The art does facinate me, though, as far as combat relevency and skills go (had to clarify why it facinates me, because I care little about the ninja fantasy that often accompanies the inquiries about the art).

One thing that is very interesting to me is the 5th Dan test. From what I read, the student closes his eyes and is in a seated posture on the floor. GM Hatsumi approaches from behind, and hits at the student witha wooden bokken. The student has to evade the blow to pass the test. This is what I read; but correct me if I am wrong.

So, I was wondering if anyone can explain to me from a logical perspective as to how this is done. What skills does one practice or learn to be able to pass this test? Even if you aren't a 5th Dan, I am sure you might have some idea?

Anyways, my inquiry is genuine. If, for some reason, I am stepping over boundries by inquiring about this, then please let me know (and reasons why so that I understand) and I will apologize and drop the subject.

Thanks in advance...

Paul


----------



## rutherford (May 3, 2006)

As far as I know, there's no boundry here.  But I also don't think you'll get a lot of solid information.  Most folks will say that only training will prepare you for this test, but that training will indeed prepare you for this test.

I've heard some folks say that nothing prepares you for this test and that Hatsumi _moves_ the person out of the way of his strike and that only Hatsumi can decide if you will pass this test.

To further complicate the issue, sometimes Hatsumi isn't the one wielding the weapon.

Some interesting, possibly related, reading:

http://www.martialtalk.com/forum/showthread.php?t=22382
http://www.martialtalk.com/forum/showthread.php?t=31315


----------



## Cruentus (May 3, 2006)

Thanks, I'll read up when I have time.



> I've heard some folks say that nothing prepares you for this test and that Hatsumi _moves_ the person out of the way of his strike and that only Hatsumi can decide if you will pass this test.

[Data records]

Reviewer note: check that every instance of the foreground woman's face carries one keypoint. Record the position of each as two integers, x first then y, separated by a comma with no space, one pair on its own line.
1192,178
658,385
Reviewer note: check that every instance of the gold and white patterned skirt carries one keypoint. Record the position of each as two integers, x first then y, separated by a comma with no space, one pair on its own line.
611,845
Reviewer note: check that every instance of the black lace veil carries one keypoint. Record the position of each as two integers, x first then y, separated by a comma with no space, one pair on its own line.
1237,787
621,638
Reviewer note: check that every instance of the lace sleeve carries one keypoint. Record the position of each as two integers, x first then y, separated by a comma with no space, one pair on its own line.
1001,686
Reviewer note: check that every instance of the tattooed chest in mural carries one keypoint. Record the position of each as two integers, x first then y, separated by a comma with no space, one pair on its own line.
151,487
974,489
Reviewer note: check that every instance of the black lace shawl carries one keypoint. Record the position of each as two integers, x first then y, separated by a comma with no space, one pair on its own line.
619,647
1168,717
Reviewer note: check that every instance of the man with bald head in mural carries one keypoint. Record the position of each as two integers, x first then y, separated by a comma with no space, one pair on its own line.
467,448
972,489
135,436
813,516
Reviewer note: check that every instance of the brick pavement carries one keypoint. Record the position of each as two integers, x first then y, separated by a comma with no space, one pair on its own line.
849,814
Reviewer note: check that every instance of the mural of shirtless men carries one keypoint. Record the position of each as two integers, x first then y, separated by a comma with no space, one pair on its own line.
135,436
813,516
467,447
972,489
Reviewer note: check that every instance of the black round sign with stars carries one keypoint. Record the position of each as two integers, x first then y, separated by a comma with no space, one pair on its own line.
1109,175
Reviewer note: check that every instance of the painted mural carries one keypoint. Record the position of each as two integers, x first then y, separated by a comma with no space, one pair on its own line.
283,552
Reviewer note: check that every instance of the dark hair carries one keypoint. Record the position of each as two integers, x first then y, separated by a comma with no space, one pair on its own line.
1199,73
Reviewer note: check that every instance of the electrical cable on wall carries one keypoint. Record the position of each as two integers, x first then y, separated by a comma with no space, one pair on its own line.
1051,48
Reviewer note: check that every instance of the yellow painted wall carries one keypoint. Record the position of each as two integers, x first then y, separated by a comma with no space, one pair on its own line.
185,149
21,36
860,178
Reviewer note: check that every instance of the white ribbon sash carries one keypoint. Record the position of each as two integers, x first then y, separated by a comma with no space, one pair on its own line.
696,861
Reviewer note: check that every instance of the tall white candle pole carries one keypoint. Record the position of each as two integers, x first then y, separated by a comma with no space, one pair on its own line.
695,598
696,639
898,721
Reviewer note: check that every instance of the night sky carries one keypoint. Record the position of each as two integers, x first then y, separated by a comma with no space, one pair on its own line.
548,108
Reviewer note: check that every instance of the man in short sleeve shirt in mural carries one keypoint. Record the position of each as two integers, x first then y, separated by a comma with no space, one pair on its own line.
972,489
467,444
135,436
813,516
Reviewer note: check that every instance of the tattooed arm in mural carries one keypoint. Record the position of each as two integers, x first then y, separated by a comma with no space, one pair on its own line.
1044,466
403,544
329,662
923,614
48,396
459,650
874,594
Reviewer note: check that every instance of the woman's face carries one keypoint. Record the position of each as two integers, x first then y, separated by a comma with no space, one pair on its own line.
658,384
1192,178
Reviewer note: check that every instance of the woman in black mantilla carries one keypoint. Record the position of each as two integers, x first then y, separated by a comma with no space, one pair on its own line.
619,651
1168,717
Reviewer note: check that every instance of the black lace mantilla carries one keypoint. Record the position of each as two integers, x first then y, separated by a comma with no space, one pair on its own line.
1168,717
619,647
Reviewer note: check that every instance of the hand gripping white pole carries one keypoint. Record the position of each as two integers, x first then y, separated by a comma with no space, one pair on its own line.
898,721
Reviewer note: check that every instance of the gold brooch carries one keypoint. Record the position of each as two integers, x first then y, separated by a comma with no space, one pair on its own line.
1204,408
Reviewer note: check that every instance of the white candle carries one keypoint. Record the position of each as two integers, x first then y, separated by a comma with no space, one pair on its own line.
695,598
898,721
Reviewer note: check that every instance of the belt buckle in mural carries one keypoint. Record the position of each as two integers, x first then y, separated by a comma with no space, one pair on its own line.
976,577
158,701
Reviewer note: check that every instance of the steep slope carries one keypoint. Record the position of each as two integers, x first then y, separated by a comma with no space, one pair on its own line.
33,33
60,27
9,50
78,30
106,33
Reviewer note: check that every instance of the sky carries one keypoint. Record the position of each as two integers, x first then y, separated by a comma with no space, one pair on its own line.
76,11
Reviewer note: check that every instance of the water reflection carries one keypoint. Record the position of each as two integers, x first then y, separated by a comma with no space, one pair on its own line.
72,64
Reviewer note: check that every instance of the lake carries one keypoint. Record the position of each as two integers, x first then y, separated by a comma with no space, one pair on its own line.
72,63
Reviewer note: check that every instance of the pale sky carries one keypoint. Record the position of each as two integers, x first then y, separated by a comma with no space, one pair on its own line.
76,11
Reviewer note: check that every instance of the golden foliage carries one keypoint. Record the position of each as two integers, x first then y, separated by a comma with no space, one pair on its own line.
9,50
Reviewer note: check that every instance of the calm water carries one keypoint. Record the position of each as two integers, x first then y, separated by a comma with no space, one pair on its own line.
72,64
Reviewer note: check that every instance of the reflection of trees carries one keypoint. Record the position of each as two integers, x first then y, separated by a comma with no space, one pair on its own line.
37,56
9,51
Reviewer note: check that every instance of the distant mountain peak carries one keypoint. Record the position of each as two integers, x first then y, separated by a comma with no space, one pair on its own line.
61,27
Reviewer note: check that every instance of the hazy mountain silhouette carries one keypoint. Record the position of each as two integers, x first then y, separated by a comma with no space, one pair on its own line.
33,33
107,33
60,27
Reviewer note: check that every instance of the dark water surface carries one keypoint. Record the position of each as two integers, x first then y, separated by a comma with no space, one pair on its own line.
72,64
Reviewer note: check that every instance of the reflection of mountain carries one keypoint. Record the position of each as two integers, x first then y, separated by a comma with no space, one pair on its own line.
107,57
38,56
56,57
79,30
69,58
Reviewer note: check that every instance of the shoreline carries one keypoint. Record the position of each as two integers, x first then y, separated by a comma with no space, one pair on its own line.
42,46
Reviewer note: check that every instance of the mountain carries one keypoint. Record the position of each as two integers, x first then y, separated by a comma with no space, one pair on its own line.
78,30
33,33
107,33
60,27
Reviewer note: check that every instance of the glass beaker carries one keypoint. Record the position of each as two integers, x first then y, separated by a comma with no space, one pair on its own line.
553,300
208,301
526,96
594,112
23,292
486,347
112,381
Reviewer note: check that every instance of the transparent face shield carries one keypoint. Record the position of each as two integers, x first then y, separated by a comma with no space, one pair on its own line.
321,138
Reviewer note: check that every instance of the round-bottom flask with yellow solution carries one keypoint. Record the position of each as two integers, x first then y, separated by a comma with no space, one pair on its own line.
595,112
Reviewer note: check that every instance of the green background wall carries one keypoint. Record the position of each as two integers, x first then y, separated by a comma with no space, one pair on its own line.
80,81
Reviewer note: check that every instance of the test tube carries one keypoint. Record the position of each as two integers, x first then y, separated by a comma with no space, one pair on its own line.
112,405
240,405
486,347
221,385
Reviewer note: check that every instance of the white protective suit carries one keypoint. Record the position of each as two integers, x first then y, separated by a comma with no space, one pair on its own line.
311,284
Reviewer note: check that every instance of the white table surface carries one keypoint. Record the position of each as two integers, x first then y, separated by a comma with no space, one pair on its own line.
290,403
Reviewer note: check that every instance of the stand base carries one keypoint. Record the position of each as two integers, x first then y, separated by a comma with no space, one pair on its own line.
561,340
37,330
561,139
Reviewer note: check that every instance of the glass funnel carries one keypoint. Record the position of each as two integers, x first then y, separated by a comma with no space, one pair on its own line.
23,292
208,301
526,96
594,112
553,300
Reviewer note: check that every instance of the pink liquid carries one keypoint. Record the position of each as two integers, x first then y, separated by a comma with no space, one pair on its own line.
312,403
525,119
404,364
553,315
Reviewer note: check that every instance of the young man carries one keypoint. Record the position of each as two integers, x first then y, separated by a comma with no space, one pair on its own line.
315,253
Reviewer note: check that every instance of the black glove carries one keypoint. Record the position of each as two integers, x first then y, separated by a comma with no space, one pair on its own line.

- [Job A]
In the forum thread about the 5th Dan test, what weapon does GM Hatsumi use to strike at the student?
- [Job B]
Write a continuation of the forum thread about the 5th Dan test, starting right after the quoted line that closes it.

- [Written reply A]
A wooden bokken.

- [Written reply B]
 
This would certianly make sense, but like I said, I'll read up. Anyone disagree with the quoted possability?


----------



## Brian R. VanCise (May 3, 2006)

Most people I know just say it is about letting go!  Hopefully, that will
help Paul.

Brian R. VanCise
www.instinctiveresponsetraining.com


----------



## Bigshadow (May 3, 2006)

The couple of 5th Dan I personally know who have passed the test have two different stories.  I believe the experience is not consistent across the board.  I have not taken it, so I do not speak with any authority other than my conversations with the two Shidoshi I know and train with.  One talks about letting go and truly believing "today is a good day to get hit".  The other one pretty much said, he closed his eyes and he don't know what happened, he just heard the bokken crashing to the mat, BTW, it was not Soke for the second guy, I spoke about, but Nagato.  The first guy I spoke about can also be seen on TLC's top 10 martial arts, BBT was #4 and they show him taking his godan test, given by Hatsumi.

This is how I understood what they experienced (in my words).  I have also read that Hatsumi gave the test to some non-ma people and someone passed it.


----------



## Grey Eyed Bandit (May 3, 2006)

Tulisan said:
			
		

> I'll start by clarifying that I am not a Bujinkan student. This is only because lifes path hasn't taken me to a place to dedicate my training to to the art.



Don't worry, nobody's perfect. 



			
				Tulisan said:
			
		

> One thing that is very interesting to me is the 5th Dan test. From what I read, the student closes his eyes and is in a seated posture on the floor. GM Hatsumi approaches from behind, and hits at the student witha wooden bokken.


 
Most of the time a shinai is used, but there have been instances in which bokken as well as bo staffs have been used...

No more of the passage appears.